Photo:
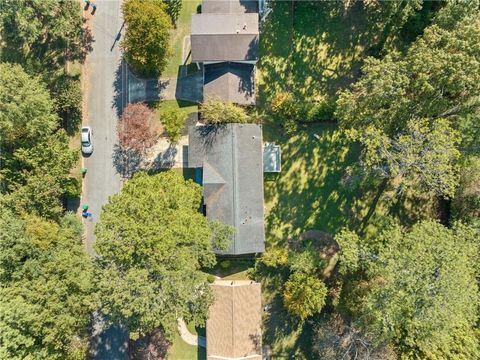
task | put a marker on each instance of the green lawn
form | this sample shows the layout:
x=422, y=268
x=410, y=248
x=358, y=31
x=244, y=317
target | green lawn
x=180, y=350
x=178, y=34
x=315, y=48
x=314, y=192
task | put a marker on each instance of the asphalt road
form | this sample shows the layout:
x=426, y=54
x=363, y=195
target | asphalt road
x=105, y=97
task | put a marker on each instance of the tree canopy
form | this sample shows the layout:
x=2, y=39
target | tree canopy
x=137, y=128
x=423, y=295
x=439, y=77
x=146, y=44
x=42, y=34
x=152, y=241
x=27, y=108
x=46, y=288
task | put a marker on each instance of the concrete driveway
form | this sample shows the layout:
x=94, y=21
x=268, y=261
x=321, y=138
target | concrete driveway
x=104, y=95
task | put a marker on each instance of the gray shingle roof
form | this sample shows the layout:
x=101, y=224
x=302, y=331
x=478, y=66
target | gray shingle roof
x=229, y=6
x=232, y=162
x=231, y=82
x=224, y=37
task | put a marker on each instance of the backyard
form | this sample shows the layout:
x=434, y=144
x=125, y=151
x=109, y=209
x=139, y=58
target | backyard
x=314, y=49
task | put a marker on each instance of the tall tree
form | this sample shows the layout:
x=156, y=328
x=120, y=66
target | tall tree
x=27, y=110
x=147, y=36
x=42, y=34
x=423, y=159
x=173, y=9
x=439, y=77
x=423, y=294
x=35, y=178
x=152, y=241
x=46, y=288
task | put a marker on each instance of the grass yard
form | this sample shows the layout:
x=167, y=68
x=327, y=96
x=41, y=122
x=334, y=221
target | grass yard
x=178, y=35
x=313, y=193
x=315, y=48
x=180, y=350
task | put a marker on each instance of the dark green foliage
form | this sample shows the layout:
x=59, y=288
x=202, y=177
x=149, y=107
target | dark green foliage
x=290, y=110
x=152, y=242
x=423, y=295
x=438, y=77
x=173, y=121
x=173, y=8
x=466, y=203
x=46, y=288
x=225, y=264
x=27, y=108
x=37, y=177
x=42, y=34
x=67, y=93
x=146, y=44
x=304, y=295
x=73, y=187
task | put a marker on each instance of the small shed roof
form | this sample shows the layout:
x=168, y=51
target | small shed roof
x=235, y=319
x=232, y=82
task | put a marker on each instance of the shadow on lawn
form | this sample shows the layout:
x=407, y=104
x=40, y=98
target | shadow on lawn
x=315, y=48
x=311, y=192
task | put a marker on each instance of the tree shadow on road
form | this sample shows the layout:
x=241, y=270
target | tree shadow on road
x=120, y=89
x=126, y=161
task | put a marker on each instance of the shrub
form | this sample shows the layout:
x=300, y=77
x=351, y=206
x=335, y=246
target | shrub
x=225, y=264
x=275, y=256
x=321, y=111
x=215, y=111
x=289, y=110
x=304, y=295
x=173, y=121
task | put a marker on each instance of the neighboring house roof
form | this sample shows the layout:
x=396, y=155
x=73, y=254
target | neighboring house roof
x=229, y=6
x=235, y=318
x=224, y=37
x=231, y=82
x=232, y=162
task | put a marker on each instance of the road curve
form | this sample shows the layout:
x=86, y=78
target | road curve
x=104, y=99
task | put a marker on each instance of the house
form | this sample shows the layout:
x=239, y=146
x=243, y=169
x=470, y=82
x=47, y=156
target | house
x=234, y=324
x=228, y=160
x=225, y=39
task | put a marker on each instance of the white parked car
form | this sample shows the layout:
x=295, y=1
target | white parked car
x=87, y=147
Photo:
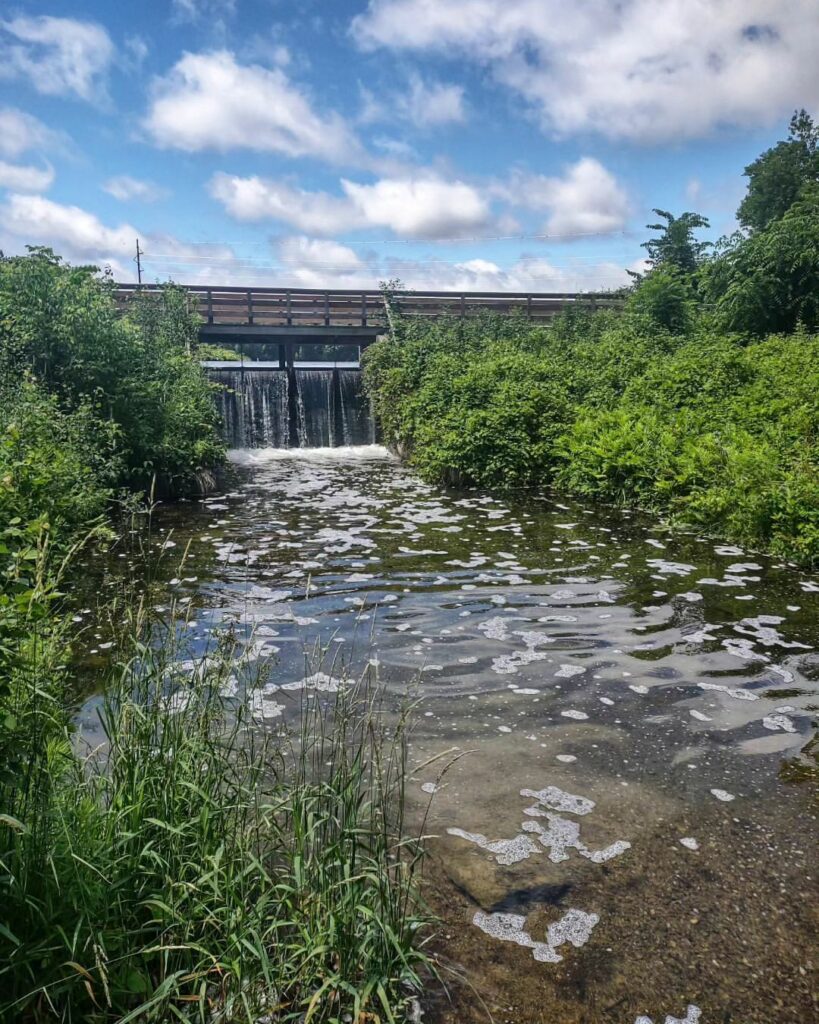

• • • •

For this exercise, print all of the entries exactly as they appear, but without pictures.

## Answer space
Photo:
task | put a marker on each instance of the green lawn
form | this sample shows the layout:
x=422, y=268
x=410, y=248
x=358, y=31
x=244, y=317
target | green lawn
x=180, y=350
x=178, y=34
x=315, y=48
x=314, y=192
task | put a marker on each instance of the asphalt road
form | this sample shows the layout:
x=426, y=54
x=363, y=195
target | asphalt road
x=105, y=97
task | put a marker on each instance of the tree canopy
form | this sample shows the layout:
x=2, y=39
target | tree canopy
x=137, y=128
x=423, y=295
x=439, y=77
x=146, y=44
x=42, y=34
x=152, y=241
x=27, y=108
x=46, y=288
task | put a marker on each instance of the concrete driveway
form | this sample shows the layout:
x=94, y=21
x=268, y=261
x=321, y=138
target | concrete driveway
x=104, y=95
task | put a marker on each instance of the gray shingle roof
form | this sample shows the layout:
x=101, y=224
x=302, y=331
x=478, y=66
target | gray shingle roof
x=229, y=6
x=232, y=162
x=231, y=82
x=224, y=37
task | put a marker on each instance of the backyard
form | this sample shows the layout:
x=434, y=144
x=125, y=151
x=109, y=209
x=139, y=58
target | backyard
x=314, y=49
task | put a marker on each instance of the tall tree
form | this sample shows the layout:
x=156, y=328
x=120, y=66
target | tall tree
x=27, y=110
x=147, y=36
x=42, y=34
x=423, y=159
x=173, y=9
x=439, y=77
x=423, y=294
x=35, y=178
x=152, y=241
x=46, y=288
task | put a marker on each instance of the grass yard
form | this sample shows the layout:
x=167, y=68
x=327, y=96
x=41, y=122
x=334, y=221
target | grass yard
x=178, y=35
x=313, y=193
x=315, y=48
x=180, y=350
task | put a marker on each instance of the dark green foliage
form | this sample shows the layout:
x=59, y=288
x=202, y=177
x=149, y=107
target | dark green foliage
x=290, y=110
x=152, y=242
x=423, y=295
x=438, y=77
x=173, y=121
x=173, y=8
x=466, y=203
x=46, y=288
x=225, y=264
x=27, y=108
x=37, y=177
x=42, y=34
x=67, y=93
x=146, y=44
x=304, y=295
x=73, y=187
task | put a marker on each instance of the small shed roof
form | this sample shows the layout:
x=168, y=51
target | small shed roof
x=235, y=319
x=232, y=82
task | put a marker on each instance of the shadow on lawn
form | this sample shows the layout:
x=407, y=104
x=40, y=98
target | shadow on lawn
x=315, y=48
x=311, y=192
task | put a marker on each instance of the tree shadow on road
form | this sample shows the layout:
x=241, y=270
target | tree shadow on road
x=120, y=89
x=126, y=161
task | put a marker on each instance of the shrub
form | this sample shows the layout:
x=300, y=77
x=351, y=206
x=335, y=246
target | shrub
x=225, y=264
x=275, y=256
x=321, y=111
x=215, y=111
x=289, y=110
x=304, y=295
x=173, y=121
task | put a marker on each instance of the neighboring house roof
form | this sample shows the layout:
x=396, y=155
x=73, y=254
target | neighboring house roof
x=229, y=6
x=235, y=318
x=224, y=37
x=231, y=82
x=232, y=162
task | put a marker on each instance of the road curve
form | this sample shows the layout:
x=86, y=78
target | road curve
x=104, y=99
task | put a marker on each instance of the house
form | this sample shows the layout:
x=239, y=146
x=243, y=169
x=470, y=82
x=47, y=156
target | house
x=234, y=324
x=228, y=160
x=225, y=39
task | put a marker on each instance of the white parked car
form | this sample shows the layout:
x=295, y=1
target | white parked car
x=87, y=147
Photo:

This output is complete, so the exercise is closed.